[WORK TO BE COMPLETED]: Word for word, copy all the data and drop the pictures.

--- BEGIN ITEMS ---

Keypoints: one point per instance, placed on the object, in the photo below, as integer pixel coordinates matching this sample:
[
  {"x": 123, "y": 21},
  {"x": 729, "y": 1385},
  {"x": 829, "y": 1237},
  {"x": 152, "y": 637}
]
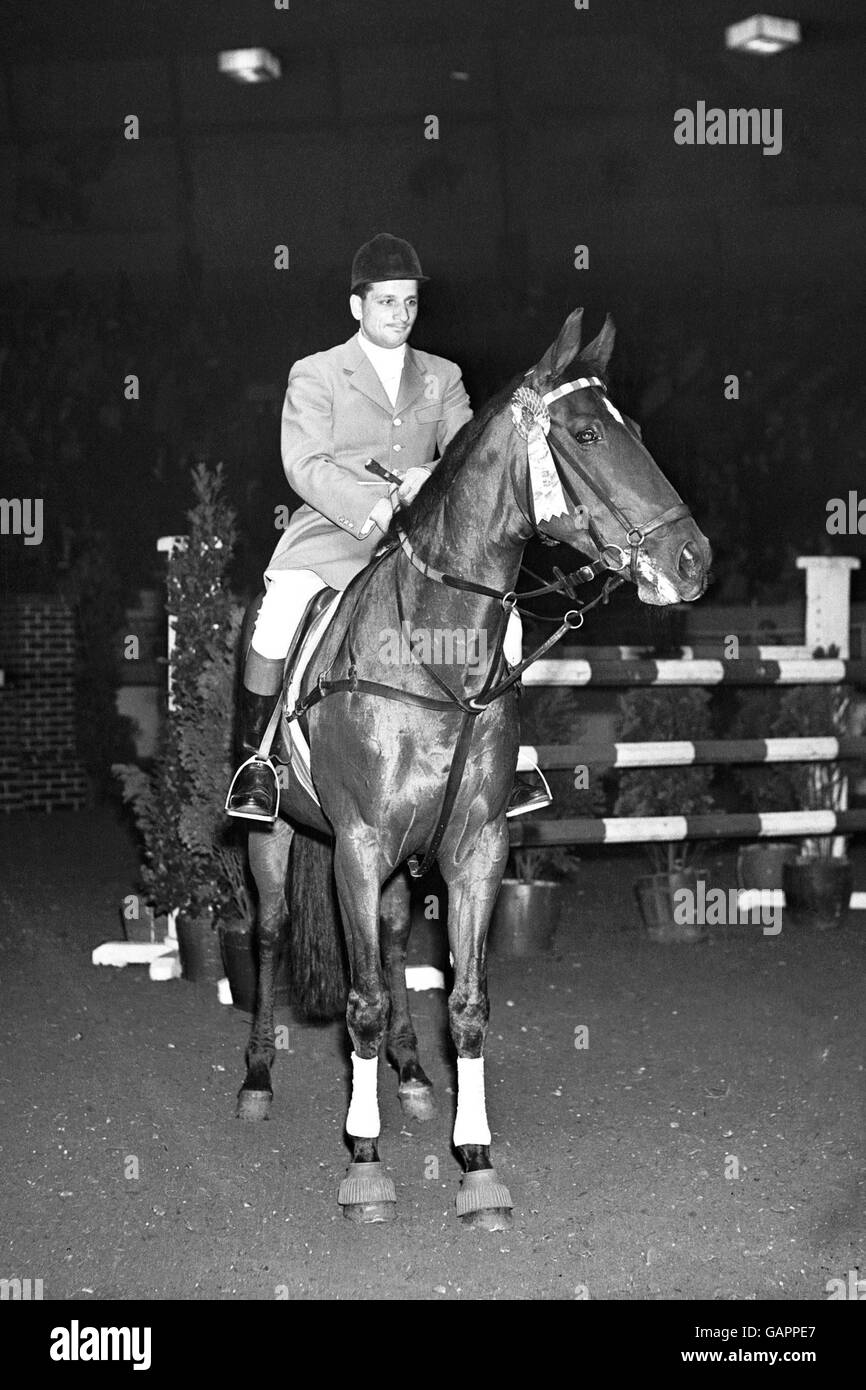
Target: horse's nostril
[{"x": 690, "y": 562}]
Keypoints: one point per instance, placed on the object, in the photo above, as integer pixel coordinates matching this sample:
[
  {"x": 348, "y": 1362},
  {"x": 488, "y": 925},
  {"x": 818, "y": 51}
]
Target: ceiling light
[
  {"x": 762, "y": 34},
  {"x": 249, "y": 64}
]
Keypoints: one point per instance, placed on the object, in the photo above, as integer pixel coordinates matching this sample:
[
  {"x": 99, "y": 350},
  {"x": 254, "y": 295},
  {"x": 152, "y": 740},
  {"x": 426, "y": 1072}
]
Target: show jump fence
[{"x": 827, "y": 624}]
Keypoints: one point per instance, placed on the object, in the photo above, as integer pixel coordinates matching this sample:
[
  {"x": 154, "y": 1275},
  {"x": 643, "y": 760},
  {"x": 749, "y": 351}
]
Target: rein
[{"x": 526, "y": 406}]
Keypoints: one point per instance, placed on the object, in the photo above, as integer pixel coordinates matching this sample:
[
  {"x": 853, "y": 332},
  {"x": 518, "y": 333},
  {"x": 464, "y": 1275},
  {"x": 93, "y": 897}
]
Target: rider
[{"x": 371, "y": 396}]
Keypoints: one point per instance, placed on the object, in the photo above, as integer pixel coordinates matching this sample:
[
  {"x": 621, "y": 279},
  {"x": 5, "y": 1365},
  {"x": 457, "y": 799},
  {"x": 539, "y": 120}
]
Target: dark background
[{"x": 157, "y": 256}]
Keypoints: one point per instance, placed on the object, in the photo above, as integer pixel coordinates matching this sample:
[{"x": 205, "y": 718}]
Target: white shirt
[{"x": 387, "y": 363}]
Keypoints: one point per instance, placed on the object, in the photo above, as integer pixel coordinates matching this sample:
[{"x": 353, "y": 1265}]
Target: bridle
[
  {"x": 531, "y": 407},
  {"x": 530, "y": 402}
]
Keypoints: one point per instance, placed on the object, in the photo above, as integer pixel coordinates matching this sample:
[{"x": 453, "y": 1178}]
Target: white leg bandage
[
  {"x": 282, "y": 608},
  {"x": 512, "y": 647},
  {"x": 363, "y": 1119},
  {"x": 470, "y": 1125}
]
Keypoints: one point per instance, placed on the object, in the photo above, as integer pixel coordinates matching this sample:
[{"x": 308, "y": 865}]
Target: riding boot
[
  {"x": 530, "y": 792},
  {"x": 255, "y": 790}
]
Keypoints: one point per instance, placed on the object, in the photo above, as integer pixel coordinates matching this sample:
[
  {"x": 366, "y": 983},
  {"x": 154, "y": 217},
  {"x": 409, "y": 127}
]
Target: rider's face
[{"x": 388, "y": 312}]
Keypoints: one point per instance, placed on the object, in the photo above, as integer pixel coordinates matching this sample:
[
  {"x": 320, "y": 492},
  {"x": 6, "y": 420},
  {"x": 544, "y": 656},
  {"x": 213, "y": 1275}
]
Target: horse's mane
[{"x": 452, "y": 460}]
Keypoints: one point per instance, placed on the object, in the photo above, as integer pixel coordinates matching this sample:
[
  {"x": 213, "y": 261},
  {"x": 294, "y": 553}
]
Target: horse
[{"x": 416, "y": 759}]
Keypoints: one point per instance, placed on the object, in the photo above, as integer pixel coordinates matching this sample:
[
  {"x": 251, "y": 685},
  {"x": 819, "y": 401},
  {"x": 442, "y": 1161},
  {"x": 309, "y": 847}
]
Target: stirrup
[
  {"x": 534, "y": 801},
  {"x": 255, "y": 815}
]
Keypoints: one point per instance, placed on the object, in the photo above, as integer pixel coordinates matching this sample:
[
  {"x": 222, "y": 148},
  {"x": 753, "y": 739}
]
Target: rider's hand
[
  {"x": 412, "y": 484},
  {"x": 381, "y": 514}
]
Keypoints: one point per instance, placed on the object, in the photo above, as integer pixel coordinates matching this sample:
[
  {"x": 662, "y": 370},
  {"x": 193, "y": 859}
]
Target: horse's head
[{"x": 606, "y": 495}]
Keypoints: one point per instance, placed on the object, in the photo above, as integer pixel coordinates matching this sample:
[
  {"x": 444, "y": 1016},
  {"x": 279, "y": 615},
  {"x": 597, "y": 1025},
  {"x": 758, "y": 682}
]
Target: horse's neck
[{"x": 477, "y": 531}]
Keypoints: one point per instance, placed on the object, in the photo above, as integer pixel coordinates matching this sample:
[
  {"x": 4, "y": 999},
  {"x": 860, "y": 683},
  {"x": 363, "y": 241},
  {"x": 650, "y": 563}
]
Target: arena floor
[{"x": 741, "y": 1055}]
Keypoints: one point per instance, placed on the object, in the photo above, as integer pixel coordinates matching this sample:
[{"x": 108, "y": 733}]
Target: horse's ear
[
  {"x": 598, "y": 352},
  {"x": 560, "y": 352}
]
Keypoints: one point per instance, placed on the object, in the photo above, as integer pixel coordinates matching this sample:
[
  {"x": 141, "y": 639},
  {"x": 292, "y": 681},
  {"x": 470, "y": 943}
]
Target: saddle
[{"x": 291, "y": 741}]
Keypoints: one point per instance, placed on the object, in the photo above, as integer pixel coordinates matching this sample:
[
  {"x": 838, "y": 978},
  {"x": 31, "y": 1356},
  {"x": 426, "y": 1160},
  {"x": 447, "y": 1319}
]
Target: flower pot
[
  {"x": 660, "y": 913},
  {"x": 199, "y": 950},
  {"x": 239, "y": 958},
  {"x": 524, "y": 918},
  {"x": 761, "y": 865},
  {"x": 818, "y": 893}
]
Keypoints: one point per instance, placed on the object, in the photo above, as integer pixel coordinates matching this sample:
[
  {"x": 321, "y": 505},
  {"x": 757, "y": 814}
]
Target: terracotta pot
[
  {"x": 818, "y": 893},
  {"x": 526, "y": 918},
  {"x": 655, "y": 895},
  {"x": 199, "y": 950},
  {"x": 239, "y": 958},
  {"x": 761, "y": 865}
]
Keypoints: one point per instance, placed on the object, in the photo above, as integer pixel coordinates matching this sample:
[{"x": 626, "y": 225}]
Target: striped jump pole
[
  {"x": 631, "y": 830},
  {"x": 580, "y": 673},
  {"x": 683, "y": 754}
]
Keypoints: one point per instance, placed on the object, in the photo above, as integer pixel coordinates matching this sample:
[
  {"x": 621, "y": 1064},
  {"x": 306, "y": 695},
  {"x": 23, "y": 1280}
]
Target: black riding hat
[{"x": 385, "y": 257}]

--- END ITEMS ---

[RESPONSE]:
Keypoints: one point per instance, placed on the object, in the photo below, as integer pixel coordinates matching this sample:
[
  {"x": 123, "y": 21},
  {"x": 729, "y": 1385},
  {"x": 829, "y": 1237},
  {"x": 152, "y": 637}
]
Target: horse's nostril
[{"x": 690, "y": 562}]
Keypoints: one point per instance, placed on the object, in the photo above, as integer pixel coordinates matching this sample:
[
  {"x": 348, "y": 1362},
  {"x": 488, "y": 925},
  {"x": 818, "y": 51}
]
Target: ceiling light
[
  {"x": 762, "y": 34},
  {"x": 249, "y": 64}
]
Keypoints: one point per instance, placed on the object, in the photo above, as integer pixel coordinates matching this sample:
[
  {"x": 99, "y": 350},
  {"x": 254, "y": 295},
  {"x": 152, "y": 740},
  {"x": 426, "y": 1072}
]
Target: show jump fence
[{"x": 827, "y": 624}]
Keypoints: one point per instance, placed on the object, in the photo above, as integer pixel coordinates matching this sample:
[
  {"x": 154, "y": 1275},
  {"x": 643, "y": 760},
  {"x": 749, "y": 351}
]
Target: rein
[{"x": 526, "y": 406}]
Keypoints: one point per instance, placed on the object, in the photo above, as integer pixel coordinates matching this sample:
[
  {"x": 853, "y": 332},
  {"x": 518, "y": 333},
  {"x": 464, "y": 1275},
  {"x": 93, "y": 897}
]
Target: rider
[{"x": 371, "y": 396}]
Keypoints: one point per instance, placed on the object, in the photo above, as integer pixel coordinates matching this sample:
[
  {"x": 621, "y": 279},
  {"x": 5, "y": 1365},
  {"x": 457, "y": 799},
  {"x": 539, "y": 120}
]
Target: dark background
[{"x": 157, "y": 256}]
Keypoints: one point per instance, placed on the object, in the photo above, as integer pixel coordinates matching this sample:
[{"x": 205, "y": 718}]
Target: white shirt
[{"x": 387, "y": 363}]
Keypoints: one point per instance, placed on the object, in the photo above, as integer pixel coordinates matching this sample:
[{"x": 353, "y": 1265}]
Target: bridle
[
  {"x": 531, "y": 407},
  {"x": 530, "y": 402}
]
Keypoints: one point per instance, placed on the object, in the photo above, as integer pixel coordinates matching this sample:
[{"x": 453, "y": 1178}]
Target: white leg bandage
[
  {"x": 282, "y": 608},
  {"x": 512, "y": 647},
  {"x": 363, "y": 1119},
  {"x": 470, "y": 1125}
]
Keypoints: one point per instance, placed on the object, in the photo above, as integer pixel coordinates matching this sample:
[{"x": 308, "y": 865}]
Target: riding boot
[
  {"x": 530, "y": 792},
  {"x": 255, "y": 790}
]
Keypoints: one point per instance, placed on the object, in the photo above, as integer pixel coordinates matching this sample:
[
  {"x": 366, "y": 983},
  {"x": 154, "y": 217},
  {"x": 409, "y": 127}
]
Target: rider's face
[{"x": 388, "y": 312}]
Keypoints: one point per instance, placed on the object, in the photo above, as integer pixel coordinates matching this sample:
[
  {"x": 320, "y": 492},
  {"x": 6, "y": 420},
  {"x": 544, "y": 656},
  {"x": 213, "y": 1275}
]
Target: horse's mane
[{"x": 452, "y": 460}]
Keypoints: one point per instance, placed on the object, in the photo above, as integer pixel coordinates matching this sample:
[
  {"x": 213, "y": 261},
  {"x": 294, "y": 553}
]
Target: horse
[{"x": 416, "y": 759}]
Keypoints: one point per instance, placed on the object, in the photo above, as integer pixel coordinates matching this sample:
[
  {"x": 251, "y": 685},
  {"x": 819, "y": 401},
  {"x": 442, "y": 1161},
  {"x": 309, "y": 847}
]
Target: stirrup
[
  {"x": 534, "y": 801},
  {"x": 255, "y": 815}
]
Keypoints: one point per instance, placed on the object, in the photo above, as integer pixel coordinates matching this sample:
[
  {"x": 222, "y": 148},
  {"x": 753, "y": 739}
]
Target: rider's hand
[
  {"x": 412, "y": 484},
  {"x": 381, "y": 514}
]
Keypoints: one point per instance, placed on the object, in the photo above, as integer pixel coordinates matching this sample:
[
  {"x": 662, "y": 370},
  {"x": 193, "y": 859}
]
Target: horse's head
[{"x": 606, "y": 495}]
Keypoints: one point per instance, placed on the object, in the photo above, as integer pixel coordinates matching this sample:
[
  {"x": 444, "y": 1016},
  {"x": 279, "y": 615},
  {"x": 597, "y": 1025},
  {"x": 758, "y": 682}
]
Target: horse's neck
[{"x": 477, "y": 531}]
Keypoints: one point per instance, placed on the object, in the photo above, as integer pixel coordinates matching this sample:
[
  {"x": 4, "y": 999},
  {"x": 860, "y": 683},
  {"x": 363, "y": 241},
  {"x": 650, "y": 563}
]
Target: arena floor
[{"x": 741, "y": 1055}]
Keypoints: one point per instance, placed on the object, in the photo above, as integer pixel coordinates matching this sample:
[{"x": 108, "y": 733}]
Target: horse's ear
[
  {"x": 598, "y": 352},
  {"x": 560, "y": 352}
]
Keypoints: one point per instance, placed on the object, in the photo above, as integer pixel coordinates matching this sample:
[
  {"x": 141, "y": 639},
  {"x": 292, "y": 681},
  {"x": 470, "y": 943}
]
Target: saddle
[{"x": 291, "y": 741}]
Keypoints: one point per instance, placed on the object, in the photo above, as integer pixel coordinates matching this sample:
[
  {"x": 838, "y": 978},
  {"x": 31, "y": 1356},
  {"x": 426, "y": 1160},
  {"x": 447, "y": 1319}
]
Target: flower pot
[
  {"x": 660, "y": 913},
  {"x": 199, "y": 950},
  {"x": 239, "y": 958},
  {"x": 524, "y": 918},
  {"x": 761, "y": 865},
  {"x": 818, "y": 893}
]
Keypoints: one point per instance, placed on the object, in the photo above, as integer pixel coordinates matching this sample:
[
  {"x": 321, "y": 505},
  {"x": 757, "y": 814}
]
Target: terracotta pot
[
  {"x": 818, "y": 893},
  {"x": 526, "y": 918},
  {"x": 655, "y": 895},
  {"x": 199, "y": 950},
  {"x": 239, "y": 958},
  {"x": 761, "y": 865}
]
Keypoints: one point per instance, placed on the object, in the photo above, as integer pixel coordinates matching this sample:
[{"x": 626, "y": 225}]
Target: striped jump pole
[
  {"x": 631, "y": 830},
  {"x": 580, "y": 673},
  {"x": 683, "y": 754}
]
Keypoints: one point per instance, placed on the object, in the photo above, as integer pixel coordinates matching this sample:
[
  {"x": 621, "y": 1064},
  {"x": 306, "y": 695},
  {"x": 23, "y": 1280}
]
Target: black riding hat
[{"x": 385, "y": 257}]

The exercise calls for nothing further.